▶ [SHORT EXERCISE]: Please rewrite all of the data below as a JSON list of strings, one string per line, leaving out blank lines and the pictures.

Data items
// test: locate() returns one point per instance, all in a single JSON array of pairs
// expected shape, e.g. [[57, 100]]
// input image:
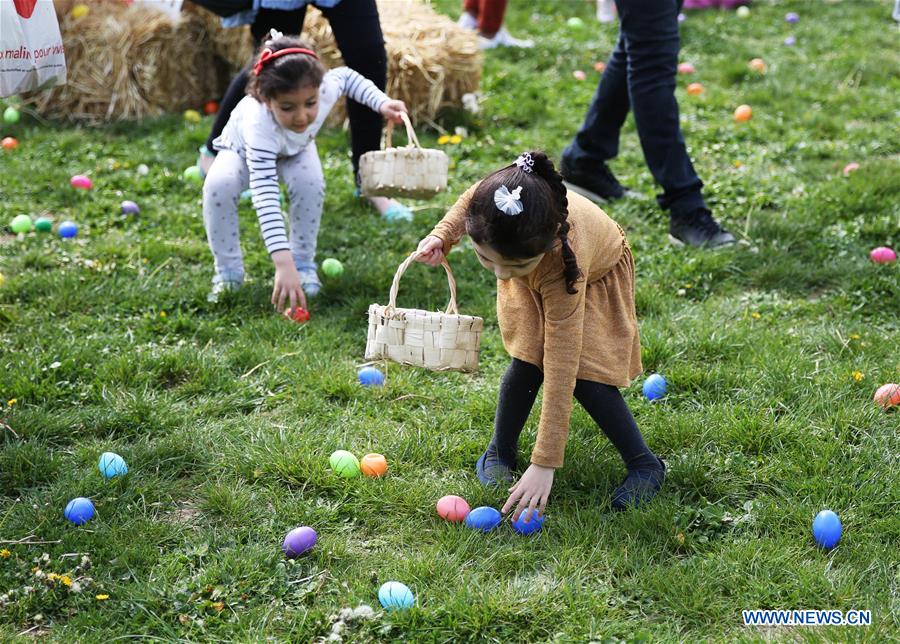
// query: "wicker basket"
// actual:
[[411, 171], [439, 341]]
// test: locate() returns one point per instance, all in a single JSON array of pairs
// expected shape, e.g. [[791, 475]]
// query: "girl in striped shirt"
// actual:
[[271, 136]]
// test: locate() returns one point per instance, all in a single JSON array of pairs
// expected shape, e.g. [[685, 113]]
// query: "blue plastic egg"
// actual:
[[534, 525], [79, 510], [68, 229], [370, 377], [112, 465], [654, 387], [394, 595], [827, 529], [483, 518]]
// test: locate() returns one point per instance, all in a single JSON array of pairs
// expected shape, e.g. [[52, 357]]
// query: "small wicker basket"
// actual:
[[439, 341], [410, 171]]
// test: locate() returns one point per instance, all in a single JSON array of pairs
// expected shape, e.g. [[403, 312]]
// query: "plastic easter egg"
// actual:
[[393, 595], [453, 508], [655, 387], [298, 541], [484, 518], [21, 224], [883, 255], [853, 166], [827, 529], [695, 89], [79, 510], [758, 65], [332, 267], [888, 395], [193, 173], [11, 115], [344, 463], [130, 208], [297, 314], [67, 229], [370, 377], [112, 465], [81, 182], [533, 525], [373, 465]]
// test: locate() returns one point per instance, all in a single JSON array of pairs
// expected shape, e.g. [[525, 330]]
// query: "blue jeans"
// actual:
[[640, 75]]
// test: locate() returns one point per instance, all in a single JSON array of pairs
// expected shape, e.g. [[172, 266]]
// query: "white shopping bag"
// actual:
[[31, 50]]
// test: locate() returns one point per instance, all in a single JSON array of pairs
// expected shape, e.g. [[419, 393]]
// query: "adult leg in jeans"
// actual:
[[287, 22]]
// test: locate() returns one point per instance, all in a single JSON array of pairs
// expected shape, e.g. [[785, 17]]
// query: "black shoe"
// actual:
[[698, 228], [639, 487], [600, 187], [491, 470]]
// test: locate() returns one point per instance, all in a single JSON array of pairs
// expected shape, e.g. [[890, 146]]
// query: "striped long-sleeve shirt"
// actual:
[[253, 132]]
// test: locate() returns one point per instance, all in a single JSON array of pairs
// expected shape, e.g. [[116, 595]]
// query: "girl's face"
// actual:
[[503, 267], [297, 109]]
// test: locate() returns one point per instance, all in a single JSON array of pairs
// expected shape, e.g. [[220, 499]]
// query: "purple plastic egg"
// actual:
[[130, 208], [298, 541]]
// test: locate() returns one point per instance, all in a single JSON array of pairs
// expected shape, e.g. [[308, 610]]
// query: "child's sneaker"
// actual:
[[491, 470], [309, 278], [224, 284], [639, 487]]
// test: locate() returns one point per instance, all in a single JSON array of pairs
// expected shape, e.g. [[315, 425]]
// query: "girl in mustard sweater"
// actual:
[[565, 304]]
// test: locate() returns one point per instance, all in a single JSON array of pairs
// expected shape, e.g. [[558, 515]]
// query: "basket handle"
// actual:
[[410, 133], [395, 286]]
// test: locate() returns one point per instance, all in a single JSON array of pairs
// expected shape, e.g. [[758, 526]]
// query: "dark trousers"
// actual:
[[357, 30], [640, 75]]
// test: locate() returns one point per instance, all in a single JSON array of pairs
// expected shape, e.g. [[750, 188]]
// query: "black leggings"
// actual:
[[604, 403], [357, 30]]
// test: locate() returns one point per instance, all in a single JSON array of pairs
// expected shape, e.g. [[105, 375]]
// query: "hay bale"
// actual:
[[432, 61], [127, 62]]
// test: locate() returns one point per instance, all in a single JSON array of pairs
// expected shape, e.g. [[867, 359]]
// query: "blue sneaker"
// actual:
[[639, 487], [491, 470]]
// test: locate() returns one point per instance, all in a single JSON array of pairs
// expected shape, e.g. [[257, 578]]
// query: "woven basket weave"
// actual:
[[439, 341], [411, 171]]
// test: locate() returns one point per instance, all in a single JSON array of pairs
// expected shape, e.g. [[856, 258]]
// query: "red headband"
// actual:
[[267, 55]]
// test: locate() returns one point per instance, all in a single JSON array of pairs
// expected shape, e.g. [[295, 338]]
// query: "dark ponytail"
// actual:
[[543, 220]]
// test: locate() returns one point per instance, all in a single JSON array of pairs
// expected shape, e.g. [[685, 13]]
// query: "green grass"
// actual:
[[226, 414]]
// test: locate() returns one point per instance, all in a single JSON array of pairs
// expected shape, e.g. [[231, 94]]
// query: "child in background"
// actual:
[[565, 304], [271, 135]]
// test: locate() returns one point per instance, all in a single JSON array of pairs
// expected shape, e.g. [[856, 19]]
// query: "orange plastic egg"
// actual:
[[373, 465]]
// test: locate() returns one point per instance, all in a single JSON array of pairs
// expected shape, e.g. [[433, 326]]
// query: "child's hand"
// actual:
[[287, 282], [533, 489], [392, 109], [431, 251]]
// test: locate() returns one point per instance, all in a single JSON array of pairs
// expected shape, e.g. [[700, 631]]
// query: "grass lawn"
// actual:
[[226, 414]]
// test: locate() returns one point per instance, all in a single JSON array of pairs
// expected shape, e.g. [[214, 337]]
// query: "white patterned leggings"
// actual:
[[229, 176]]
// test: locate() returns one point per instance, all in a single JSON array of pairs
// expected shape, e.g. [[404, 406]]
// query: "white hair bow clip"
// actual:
[[508, 202]]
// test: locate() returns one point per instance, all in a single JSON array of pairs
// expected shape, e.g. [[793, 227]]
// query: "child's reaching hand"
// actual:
[[431, 251], [287, 282], [531, 491], [392, 109]]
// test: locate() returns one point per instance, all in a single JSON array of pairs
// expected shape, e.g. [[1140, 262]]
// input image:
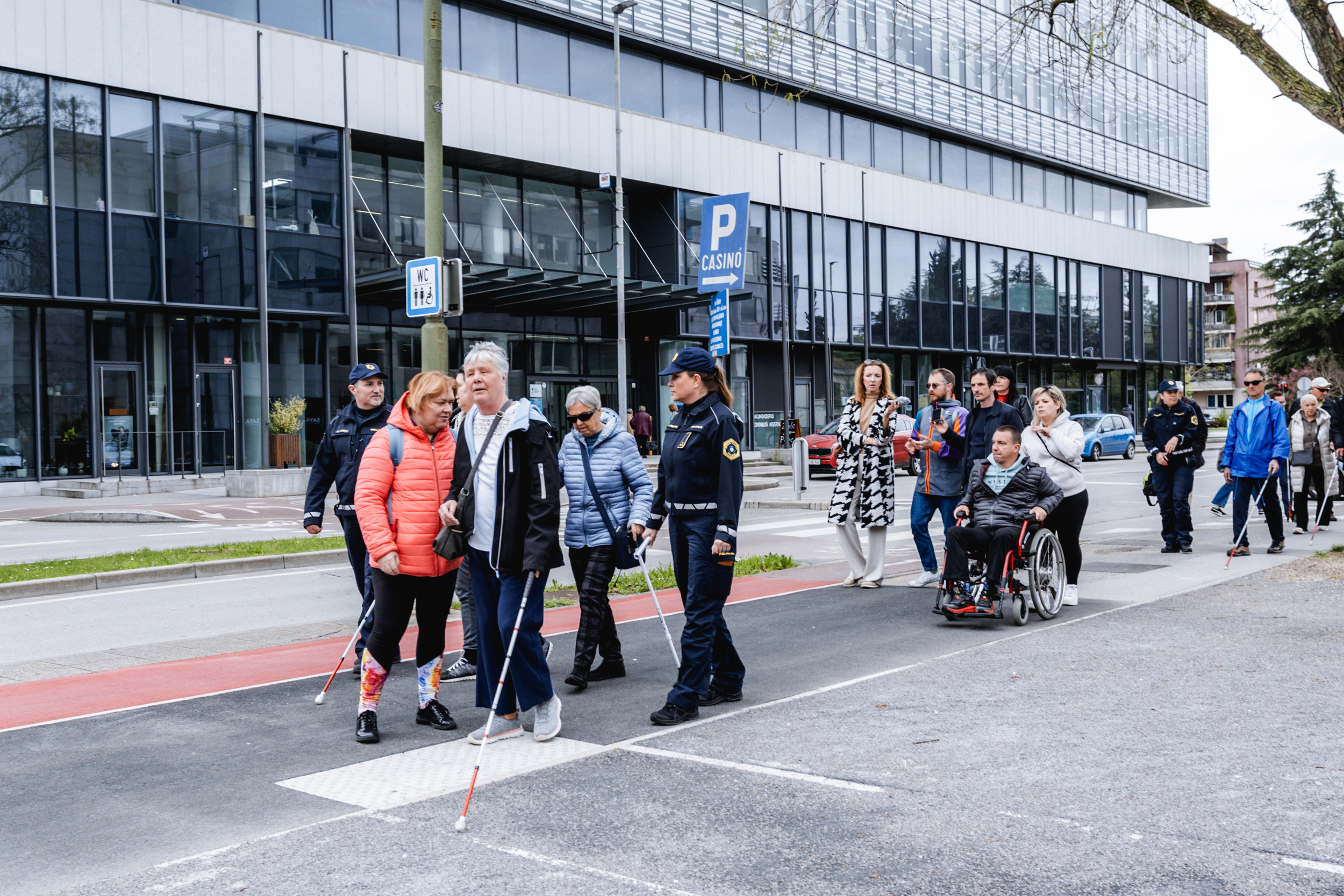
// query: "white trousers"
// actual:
[[851, 544]]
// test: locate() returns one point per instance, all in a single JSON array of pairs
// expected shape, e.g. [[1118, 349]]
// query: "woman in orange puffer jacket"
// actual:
[[398, 515]]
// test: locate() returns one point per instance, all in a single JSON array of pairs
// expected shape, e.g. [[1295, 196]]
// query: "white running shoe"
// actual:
[[501, 730], [546, 723]]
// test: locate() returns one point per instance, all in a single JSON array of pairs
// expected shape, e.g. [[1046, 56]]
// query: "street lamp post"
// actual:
[[621, 375]]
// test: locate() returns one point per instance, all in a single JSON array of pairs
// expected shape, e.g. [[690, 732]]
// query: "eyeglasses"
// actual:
[[576, 418]]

▶ [SOLUTION TO THE PROBLEM]:
[
  "// test: locate() returns one point per instance, all in a single JSON array of pairs",
  "// expected shape, e.g. [[57, 100]]",
  "// input image:",
  "// query: \"wicker basket\"",
  "// actual:",
  "[[411, 171], [439, 341]]",
  "// test: locate() returns one point per instance, all in a single JSON array of pairs",
  "// expected shape, e.g. [[791, 475]]",
  "// query: \"girl in striped shirt\"",
  "// actual:",
  "[[271, 136]]",
  "// test: locate() returns one point per instance, all in a single JSON array of pairs",
  "// expected shape, e.g. [[685, 113]]",
  "// query: \"blue plastic egg\"",
  "// actual:",
  "[[534, 525], [79, 510], [68, 229], [370, 377], [112, 465], [654, 387], [394, 595], [827, 529], [483, 518]]",
  "// test: locate() returns one point per instance, all in a single JSON array of pairs",
  "// expected shape, e.g. [[52, 357]]",
  "// query: \"small wicker basket\"",
  "// actual:",
  "[[439, 341], [410, 171]]",
  "// test: locate() returns one point per instance, all in a single JSON array of pairs",
  "// expected shape, e.g. [[403, 312]]",
  "// query: \"plastic easter egg\"",
  "// actual:",
  "[[393, 595], [453, 508], [655, 387], [298, 541], [484, 518], [21, 224], [883, 255], [853, 166], [827, 529], [695, 89], [79, 510], [758, 65], [332, 267], [888, 395], [193, 173], [11, 115], [344, 463], [130, 208], [297, 314], [67, 229], [370, 377], [112, 465], [81, 182], [533, 525], [373, 465]]",
  "// test: locate() returns one point per instance, all in a single JSON array of pairs",
  "// expected shape, e.g. [[525, 330]]",
  "// query: \"blue jeans\"",
  "// actual:",
  "[[640, 75]]",
  "// test: locate() returns one point per instance, all in a single JSON array of pairs",
  "// expected shape, e.g. [[172, 266]]",
  "// query: \"white shopping bag\"",
  "// actual:",
  "[[31, 50]]",
  "// test: locate() returns one point per instance, all in a single JSON array of pairs",
  "// expected shape, e.g. [[419, 393]]",
  "// query: \"adult leg in jeans\"",
  "// actual:",
  "[[287, 22]]",
  "// test: locate() returns one point per instance, all in a single JSON array of pairs",
  "// expected shape, e.g. [[785, 17]]",
  "// query: \"black shoe\"",
  "// actual:",
  "[[698, 228], [639, 487], [600, 187], [491, 470]]",
  "// test: locate() returns one point per instance, all in a single JSON array of pairs",
  "// expected shape, e.g. [[890, 146]]",
  "// query: \"striped long-sleeve shirt\"",
  "// actual:",
  "[[253, 132]]",
  "// test: locate() returns one point per instance, all in a single JSON array of pairs",
  "// expected shape, e.g. [[116, 595]]",
  "// query: \"girl's face\"",
  "// actual:",
  "[[503, 267], [297, 109]]",
  "// test: locate() returns one point per instance, all in a single JSON array of pairs",
  "// expected shape, e.g. [[220, 499]]",
  "// query: \"purple plastic egg\"",
  "// actual:",
  "[[130, 208], [298, 541]]",
  "// test: locate() returns one point per instance, all in a single JSON array of pairs",
  "// expected shape, e.g. [[308, 610]]",
  "// query: \"child's sneaker\"",
  "// actual:",
  "[[491, 470], [309, 278], [224, 284], [639, 487]]",
  "// test: locate() returns one point per instance, all in a single JSON array of pairs",
  "// expected shape, e.g. [[315, 425]]",
  "// query: \"girl in mustard sweater\"",
  "// actual:",
  "[[565, 304]]",
  "// test: locate() returns one point per instance, all in a single JSON array of pairs",
  "// expected shape, e.g. [[558, 515]]",
  "// query: \"basket handle\"",
  "// actual:",
  "[[410, 133], [395, 286]]",
  "// test: locate() returns one point per instance, all in a single JSON array of pairs",
  "// expected shape, e.g. [[758, 526]]",
  "// query: \"dark trousers\"",
  "// actual:",
  "[[357, 30], [640, 75]]",
  "// test: locate() returns one point per instance, all in a single JSON array of pairs",
  "// expected shape, e.g. [[750, 188]]",
  "// query: \"black leggings\"",
  "// actual:",
  "[[604, 403], [357, 30]]",
  "// test: locate() returns one point per instance, all in a single JSON array of pairs",
  "// expected shape, e.g. [[105, 375]]",
  "// query: \"hay bale\"",
  "// actual:",
  "[[432, 61], [127, 62]]",
  "// test: locate() returns one point per instance, all in a single JSON array of pairs",
  "// expected shape, e.g. [[867, 359]]",
  "// query: \"blue sneaker\"",
  "// actual:",
  "[[639, 487], [491, 470]]",
  "// test: locate() returns one point per instance, all in a single JSON array of pairs",
  "// expected shape, e.g. [[257, 578]]",
  "// query: \"woven basket weave\"",
  "// actual:",
  "[[439, 341], [411, 171]]",
  "// test: locate() returns one point per instance, all in a single JSON array of pairs",
  "// expected shape, e.g. [[856, 258]]",
  "// query: \"red headband\"",
  "// actual:",
  "[[267, 55]]",
  "// test: locate() returns one point per instance, all in a single JSON array of pairs",
  "// expected shape, e.g. [[295, 338]]",
  "// query: \"dark ponytail\"",
  "// actual:",
  "[[543, 220]]",
  "// test: locate() returns one point per instance, all in a single JSON array of pairs",
  "// expected shape, e.g. [[685, 13]]",
  "// query: \"green grass\"",
  "// actual:",
  "[[226, 414]]",
  "// test: locate() returns one point per instance, all in a single JSON array of pairs",
  "// expected shape, e.g. [[231, 94]]",
  "// query: \"child in background\"",
  "// actual:",
  "[[565, 304], [271, 135]]",
  "// test: locate() returns one point per instance, all in a single JSON array of pairs",
  "// expected shape, e.g. [[856, 19]]",
  "// query: \"orange plastic egg\"",
  "// actual:",
  "[[373, 465]]",
  "// test: locate() returns one point per instance, all in a single JSON array of pairs",
  "// expected shape, e.g. [[433, 326]]",
  "// query: \"child's hand\"",
  "// actual:",
  "[[287, 282], [533, 489], [392, 109], [431, 251]]",
  "// test: locate() returns one point per instance, all in a single JSON array of pairs",
  "// expected shape, e.g. [[700, 631]]",
  "// query: \"grass lawn\"",
  "// actual:",
  "[[226, 414]]",
  "// test: locate() returns one point per instance, all in a single JSON array of pairs",
  "// expected shape, e.g. [[214, 337]]",
  "// query: \"white patterned leggings\"",
  "// actual:",
  "[[229, 176]]",
  "// test: locate() returns one point per instance, all in a single JSON array of pairs",
  "// expected shape, e.g. [[404, 406]]",
  "// query: \"white hair bow clip\"",
  "// actual:",
  "[[508, 202]]",
  "// test: locate() returns one point per instance, all in a single JSON array of pairs",
  "// expected shape, e.g. [[793, 227]]",
  "// query: \"child's reaching hand\"",
  "// actual:",
  "[[431, 251], [287, 282], [531, 491], [392, 109]]",
  "// test: locate() returns one point per instance, all in a single JSON array of pairs",
  "// expected shape, e.g. [[1140, 262]]",
  "// input image:",
  "// query: \"white trousers\"",
  "// actual:",
  "[[851, 544]]",
  "// test: locate() returns one point per instance, all in a single JSON array of pairs",
  "// expected shape, e.g. [[1118, 349]]",
  "// query: \"woman in orange puffer jacket\"",
  "// actual:",
  "[[398, 515]]",
  "// test: locate() returns one point per instance, all in a single JSON array of pairs",
  "// expected shape, e.g. [[1295, 196]]",
  "// query: \"white running shoe\"",
  "// actual:",
  "[[501, 730], [546, 723]]",
  "// test: locate() returns one point per instance, all in a single JSON array of pairs",
  "// expected shape, e.g. [[1046, 56]]",
  "// query: \"street lamp post\"",
  "// actual:",
  "[[621, 375]]",
  "// test: locate() returns one point per instance, all in a single JSON array of pairs",
  "// expected shape, e.g. [[690, 732]]",
  "// query: \"eyeglasses\"",
  "// actual:",
  "[[576, 418]]"
]